• _Input_:
= Beginning of Section =
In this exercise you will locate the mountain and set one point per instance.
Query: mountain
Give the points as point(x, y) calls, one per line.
= End of Section =
= Beginning of Section =
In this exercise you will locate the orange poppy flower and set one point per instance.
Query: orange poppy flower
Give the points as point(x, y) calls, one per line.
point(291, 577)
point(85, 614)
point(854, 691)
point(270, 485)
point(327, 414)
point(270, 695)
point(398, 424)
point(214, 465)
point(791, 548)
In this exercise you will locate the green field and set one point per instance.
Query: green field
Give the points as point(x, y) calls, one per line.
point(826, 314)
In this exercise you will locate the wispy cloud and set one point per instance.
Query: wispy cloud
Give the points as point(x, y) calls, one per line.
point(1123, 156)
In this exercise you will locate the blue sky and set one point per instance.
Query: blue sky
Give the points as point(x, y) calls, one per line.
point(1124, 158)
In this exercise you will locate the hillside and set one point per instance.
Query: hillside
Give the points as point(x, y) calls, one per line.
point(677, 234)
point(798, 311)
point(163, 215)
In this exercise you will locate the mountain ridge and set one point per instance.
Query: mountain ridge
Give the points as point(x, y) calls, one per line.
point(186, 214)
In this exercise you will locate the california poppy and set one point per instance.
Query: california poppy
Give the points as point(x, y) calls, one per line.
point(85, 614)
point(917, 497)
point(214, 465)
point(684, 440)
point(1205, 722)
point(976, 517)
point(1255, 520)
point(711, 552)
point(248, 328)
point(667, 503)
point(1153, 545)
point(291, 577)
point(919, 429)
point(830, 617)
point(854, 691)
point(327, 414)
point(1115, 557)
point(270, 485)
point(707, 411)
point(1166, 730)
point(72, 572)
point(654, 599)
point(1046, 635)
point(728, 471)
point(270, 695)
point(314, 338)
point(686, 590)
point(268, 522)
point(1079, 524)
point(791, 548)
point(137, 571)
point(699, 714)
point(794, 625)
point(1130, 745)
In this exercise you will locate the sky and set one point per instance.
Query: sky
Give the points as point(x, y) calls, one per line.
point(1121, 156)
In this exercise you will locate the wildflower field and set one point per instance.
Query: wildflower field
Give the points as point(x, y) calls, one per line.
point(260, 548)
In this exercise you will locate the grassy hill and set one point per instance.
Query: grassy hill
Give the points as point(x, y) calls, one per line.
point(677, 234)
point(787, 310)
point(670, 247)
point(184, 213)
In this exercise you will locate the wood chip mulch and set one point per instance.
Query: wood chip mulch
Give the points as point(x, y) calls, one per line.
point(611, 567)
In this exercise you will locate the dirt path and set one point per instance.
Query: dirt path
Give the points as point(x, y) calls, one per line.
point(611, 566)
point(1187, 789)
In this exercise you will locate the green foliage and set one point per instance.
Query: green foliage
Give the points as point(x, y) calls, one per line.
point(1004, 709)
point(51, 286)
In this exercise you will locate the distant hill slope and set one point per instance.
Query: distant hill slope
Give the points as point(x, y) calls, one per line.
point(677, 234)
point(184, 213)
= End of Section =
• _Requirement_: Begin with the line that has "In this exercise you will locate the dirt" in the listing above and end after the line that has "Query: green foliage"; output those lines exactly.

• _Exercise solution_:
In this exercise you will locate the dirt path and set one point per instance.
Query: dirt path
Give the points as point(x, y) calls, one per line.
point(611, 566)
point(1187, 789)
In this exercise you will locate the green foliage and set one point per instance.
Query: green foliage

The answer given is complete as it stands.